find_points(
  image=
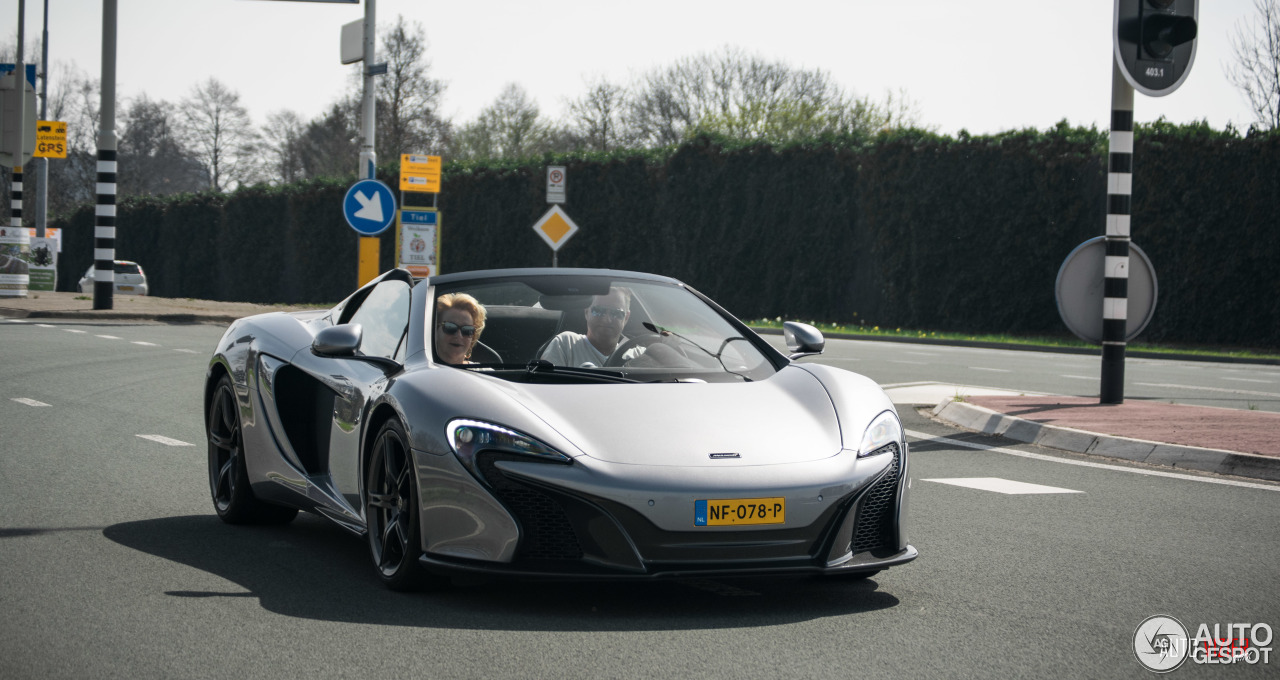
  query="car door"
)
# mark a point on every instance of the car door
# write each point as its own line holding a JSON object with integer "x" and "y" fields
{"x": 348, "y": 384}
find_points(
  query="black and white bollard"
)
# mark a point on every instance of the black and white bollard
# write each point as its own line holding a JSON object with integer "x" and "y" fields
{"x": 104, "y": 232}
{"x": 1115, "y": 296}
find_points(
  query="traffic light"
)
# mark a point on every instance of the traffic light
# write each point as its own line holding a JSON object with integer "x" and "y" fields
{"x": 1155, "y": 42}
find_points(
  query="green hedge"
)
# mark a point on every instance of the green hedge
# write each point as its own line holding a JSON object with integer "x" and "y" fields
{"x": 908, "y": 229}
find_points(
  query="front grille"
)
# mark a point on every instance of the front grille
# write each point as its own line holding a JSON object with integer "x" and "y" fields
{"x": 874, "y": 529}
{"x": 545, "y": 532}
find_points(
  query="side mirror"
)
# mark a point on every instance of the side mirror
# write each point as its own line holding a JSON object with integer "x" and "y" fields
{"x": 338, "y": 340}
{"x": 803, "y": 340}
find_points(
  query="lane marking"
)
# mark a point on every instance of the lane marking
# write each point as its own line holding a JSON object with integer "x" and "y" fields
{"x": 1001, "y": 485}
{"x": 1087, "y": 464}
{"x": 164, "y": 439}
{"x": 1170, "y": 386}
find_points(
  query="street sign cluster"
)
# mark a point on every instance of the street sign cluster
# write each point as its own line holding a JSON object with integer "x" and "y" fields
{"x": 420, "y": 173}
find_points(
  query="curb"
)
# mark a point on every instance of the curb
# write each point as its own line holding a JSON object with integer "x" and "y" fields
{"x": 988, "y": 345}
{"x": 1187, "y": 457}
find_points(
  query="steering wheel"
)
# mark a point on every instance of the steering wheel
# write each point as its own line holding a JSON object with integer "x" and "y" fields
{"x": 639, "y": 341}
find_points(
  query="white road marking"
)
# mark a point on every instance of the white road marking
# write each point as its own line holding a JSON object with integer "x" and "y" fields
{"x": 1088, "y": 464}
{"x": 1001, "y": 485}
{"x": 164, "y": 439}
{"x": 1211, "y": 389}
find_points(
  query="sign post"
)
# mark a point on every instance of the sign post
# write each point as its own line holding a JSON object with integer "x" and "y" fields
{"x": 417, "y": 233}
{"x": 556, "y": 228}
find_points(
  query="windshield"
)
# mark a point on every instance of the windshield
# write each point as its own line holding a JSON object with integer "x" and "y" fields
{"x": 574, "y": 328}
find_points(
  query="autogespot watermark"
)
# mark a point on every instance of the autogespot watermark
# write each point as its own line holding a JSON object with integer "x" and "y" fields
{"x": 1162, "y": 644}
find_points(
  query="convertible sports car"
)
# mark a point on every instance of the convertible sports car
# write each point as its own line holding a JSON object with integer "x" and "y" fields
{"x": 693, "y": 448}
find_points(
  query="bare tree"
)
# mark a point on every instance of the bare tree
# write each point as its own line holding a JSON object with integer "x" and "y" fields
{"x": 745, "y": 96}
{"x": 511, "y": 127}
{"x": 330, "y": 145}
{"x": 597, "y": 117}
{"x": 408, "y": 100}
{"x": 282, "y": 141}
{"x": 156, "y": 160}
{"x": 1256, "y": 72}
{"x": 219, "y": 131}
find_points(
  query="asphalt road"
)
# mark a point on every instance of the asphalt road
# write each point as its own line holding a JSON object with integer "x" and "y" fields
{"x": 114, "y": 564}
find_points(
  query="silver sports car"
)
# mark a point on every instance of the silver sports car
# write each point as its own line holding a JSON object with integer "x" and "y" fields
{"x": 568, "y": 423}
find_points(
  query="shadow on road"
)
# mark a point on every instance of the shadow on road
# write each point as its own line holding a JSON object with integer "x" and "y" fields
{"x": 314, "y": 570}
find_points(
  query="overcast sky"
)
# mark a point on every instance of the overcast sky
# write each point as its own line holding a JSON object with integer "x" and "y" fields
{"x": 983, "y": 65}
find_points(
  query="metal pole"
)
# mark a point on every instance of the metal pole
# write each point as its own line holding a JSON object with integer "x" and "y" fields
{"x": 42, "y": 163}
{"x": 104, "y": 222}
{"x": 1115, "y": 296}
{"x": 368, "y": 156}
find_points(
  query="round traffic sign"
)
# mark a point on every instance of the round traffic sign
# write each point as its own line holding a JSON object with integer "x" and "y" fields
{"x": 369, "y": 206}
{"x": 1079, "y": 291}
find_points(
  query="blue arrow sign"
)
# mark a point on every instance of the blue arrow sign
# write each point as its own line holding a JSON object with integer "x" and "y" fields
{"x": 369, "y": 206}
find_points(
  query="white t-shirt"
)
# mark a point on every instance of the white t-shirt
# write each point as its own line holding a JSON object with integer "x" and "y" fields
{"x": 572, "y": 348}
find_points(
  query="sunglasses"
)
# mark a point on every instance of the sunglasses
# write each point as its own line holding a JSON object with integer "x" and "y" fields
{"x": 616, "y": 314}
{"x": 451, "y": 328}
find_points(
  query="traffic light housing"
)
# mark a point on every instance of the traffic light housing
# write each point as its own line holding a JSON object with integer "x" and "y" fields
{"x": 1155, "y": 42}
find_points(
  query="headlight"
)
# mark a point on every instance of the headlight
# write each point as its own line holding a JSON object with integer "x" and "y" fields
{"x": 883, "y": 436}
{"x": 470, "y": 437}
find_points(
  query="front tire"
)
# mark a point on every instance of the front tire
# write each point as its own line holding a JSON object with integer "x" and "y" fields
{"x": 392, "y": 511}
{"x": 228, "y": 477}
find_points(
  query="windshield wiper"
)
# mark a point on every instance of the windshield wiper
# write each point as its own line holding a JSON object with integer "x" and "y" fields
{"x": 542, "y": 365}
{"x": 661, "y": 331}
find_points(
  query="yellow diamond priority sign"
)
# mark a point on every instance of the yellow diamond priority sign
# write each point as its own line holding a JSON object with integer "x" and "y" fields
{"x": 556, "y": 227}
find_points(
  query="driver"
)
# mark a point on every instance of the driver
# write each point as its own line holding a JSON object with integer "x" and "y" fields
{"x": 606, "y": 318}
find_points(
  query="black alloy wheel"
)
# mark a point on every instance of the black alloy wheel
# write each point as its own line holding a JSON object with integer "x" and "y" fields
{"x": 392, "y": 511}
{"x": 228, "y": 477}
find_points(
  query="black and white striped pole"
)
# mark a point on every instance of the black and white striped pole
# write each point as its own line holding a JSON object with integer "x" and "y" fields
{"x": 1153, "y": 48}
{"x": 1115, "y": 296}
{"x": 104, "y": 214}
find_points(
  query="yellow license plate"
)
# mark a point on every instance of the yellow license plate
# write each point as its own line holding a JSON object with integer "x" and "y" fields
{"x": 736, "y": 511}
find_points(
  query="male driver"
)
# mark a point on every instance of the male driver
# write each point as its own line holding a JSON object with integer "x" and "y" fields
{"x": 606, "y": 318}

WHAT THE TASK REQUIRES. Return the whole listing, word for word, and leave out every picture.

TASK SOLUTION.
find_points(
  image=
  query="car door"
)
# mark a point on every instance of the car door
# write each point as its own line holding a JSON object with integer "x" and "y" fields
{"x": 348, "y": 384}
find_points(
  query="black and white bollard"
)
# mark a point on every instance of the black and white bollard
# write each point as its own line holding a JSON object with integer "x" and "y" fields
{"x": 104, "y": 232}
{"x": 1115, "y": 296}
find_points(
  query="traffic light"
)
# mark a point on every instance of the traffic light
# write each point as its own line holding a JSON object with integer "x" and "y" fields
{"x": 1155, "y": 42}
find_points(
  query="green hedge"
)
# mark a point on every instance of the green hedge
# write each point as its own line holding a JSON object with integer "x" and "y" fields
{"x": 908, "y": 229}
find_points(
  query="front grille"
)
# mark a point on every instance of the front grille
# write each point as its own line holding a JSON object with integer "x" and "y" fields
{"x": 874, "y": 529}
{"x": 545, "y": 532}
find_points(
  query="side mirror"
)
# mark a point on every instance of the side mirror
# write each point as its own line holding a JSON object with integer "x" and "y" fields
{"x": 338, "y": 340}
{"x": 803, "y": 340}
find_points(
  query="lane marking"
)
# mark a point on every instance of the lane marking
# write each point as its own line holding a JSON object with integer "x" and "y" fields
{"x": 1001, "y": 485}
{"x": 1087, "y": 464}
{"x": 164, "y": 439}
{"x": 1170, "y": 386}
find_points(
  query="street sign cluster"
)
# mark a point on every instance of the street sign cluster
# write each point as its own line holding a JSON object with integer "x" and "y" fields
{"x": 420, "y": 173}
find_points(
  query="curb"
)
# mark a point on every instance of the curb
# write each point as its own line holding a JSON object with integer "x" and "y" fields
{"x": 988, "y": 345}
{"x": 1187, "y": 457}
find_points(
  query="steering wheel"
)
# mark a point on every instance of the steering wheel
# write each point as its own line holding a JSON object with integer "x" and "y" fields
{"x": 639, "y": 341}
find_points(
  query="white road marking"
)
# mark a point on every instance of the white road marking
# write each point as its own line holding a JSON object with integer "x" and "y" fields
{"x": 1088, "y": 464}
{"x": 1001, "y": 485}
{"x": 164, "y": 439}
{"x": 1211, "y": 389}
find_points(
  query="sign post"
)
# mark a point on every instance of the sign post
# write each point as its own line holding a JSON object with integer "x" and "y" fields
{"x": 417, "y": 233}
{"x": 556, "y": 228}
find_points(
  query="windshield"
)
# mark a point on every instance of the windshield
# write each point as its own line holding a JSON object with integer "x" and "y" fields
{"x": 574, "y": 328}
find_points(
  query="autogespot watermark"
)
# mark a point on every instance of the autogespot watermark
# write each point as its own line holding a JSON object with integer "x" and "y" fields
{"x": 1162, "y": 644}
find_points(
  query="convertible sports car"
)
# mark a point on every instance of the convertible sports car
# write each point as its own line holding a JSON object with integer "x" and "y" fields
{"x": 693, "y": 448}
find_points(
  query="bare tree"
)
# mark a point on every instance of the bare tree
# write each point as its own line holding a JSON object with integer "x" and "y" fields
{"x": 745, "y": 96}
{"x": 511, "y": 127}
{"x": 330, "y": 145}
{"x": 597, "y": 117}
{"x": 408, "y": 100}
{"x": 282, "y": 141}
{"x": 156, "y": 160}
{"x": 1256, "y": 72}
{"x": 219, "y": 131}
find_points(
  query="asphalt road"
)
# mark a point on every instance of the asphalt road
# write each point as its own line holding a JSON object with integer "x" and "y" fields
{"x": 114, "y": 564}
find_points(
  query="silver sports car"
)
# mark a point on every instance of the silver sports car
# write each point as its own line holding a JSON object with integer "x" and "y" fields
{"x": 568, "y": 423}
find_points(
  query="shadow on road"
)
# mark a point on every instance of the shadow on road
# write each point as its own line holding a JSON object with integer "x" and "y" fields
{"x": 314, "y": 570}
find_points(
  query="overcast sky"
)
# mark a point on every instance of the overcast sky
# write each point as its own line holding a JSON object with integer "x" and "y" fields
{"x": 983, "y": 65}
find_points(
  query="metal pole"
)
# mark a point on every instance of the metal pole
# write each point as its own line holding a JSON object with integer "x" and "y" fields
{"x": 42, "y": 163}
{"x": 104, "y": 222}
{"x": 1115, "y": 296}
{"x": 368, "y": 156}
find_points(
  query="round traffic sign"
)
# mark a point on every instance of the round traffic sign
# write each point as its own line holding a JSON object with integer "x" and "y" fields
{"x": 369, "y": 206}
{"x": 1079, "y": 291}
find_points(
  query="blue arrow sign"
)
# mark a point on every instance of the blue arrow sign
# write each point as its own line holding a JSON object with integer "x" and "y" fields
{"x": 369, "y": 206}
find_points(
  query="white t-shirt"
)
# mark a point on every instance of the white t-shirt
# write each point as its own line holding a JSON object with integer "x" and "y" fields
{"x": 572, "y": 348}
find_points(
  query="sunglasses"
)
# mark a point on every instance of the sunglasses
# write each point as its own line holding a JSON object with integer "x" and "y" fields
{"x": 616, "y": 314}
{"x": 451, "y": 328}
find_points(
  query="traffic light housing"
)
# mark a point on every instance of the traffic light housing
# write each point as its own line holding a JSON object with integer "x" and "y" fields
{"x": 1155, "y": 42}
find_points(
  query="headlight"
)
# mark a point on every instance of the headlight
# write each point as its own line holding a JSON object with integer "x" and "y" fields
{"x": 883, "y": 436}
{"x": 470, "y": 437}
find_points(
  query="front tire"
)
# mark a point on every instance of the front tire
# write each point as its own line holding a JSON object with integer "x" and "y" fields
{"x": 392, "y": 511}
{"x": 228, "y": 477}
find_points(
  query="windshield wiper"
)
# mark a point on every instance of the windshield wiper
# write each point as its own line holding a JSON object with integer "x" and "y" fields
{"x": 542, "y": 365}
{"x": 661, "y": 331}
find_points(
  query="yellow diamond priority sign"
)
# mark a point on every instance of the yellow diamond priority sign
# write each point as its own line holding a JSON object with integer "x" and "y" fields
{"x": 556, "y": 227}
find_points(
  query="driver"
)
# mark a point on every instance of the driver
# write each point as its own line holding a JSON object with integer "x" and "y" fields
{"x": 606, "y": 318}
find_points(
  query="black alloy wheel"
)
# mark a point on every instance of the black alloy wheel
# write each point as its own line holding a JSON object with integer "x" and "y" fields
{"x": 392, "y": 511}
{"x": 228, "y": 477}
find_points(
  query="black and white striped pole"
)
# mark a point on every instance of the black and white striped pole
# write each point as its own line holding a JSON object with integer "x" and "y" fields
{"x": 1153, "y": 48}
{"x": 1115, "y": 296}
{"x": 104, "y": 214}
find_points(
  query="yellow license plate"
)
# mark a point on every instance of the yellow license plate
# write each point as its own line holding a JSON object with integer "x" and "y" fields
{"x": 736, "y": 511}
find_points(
  query="male driver"
)
# mark a point on every instance of the male driver
# write each point as its own line holding a JSON object with integer "x" and "y" fields
{"x": 606, "y": 318}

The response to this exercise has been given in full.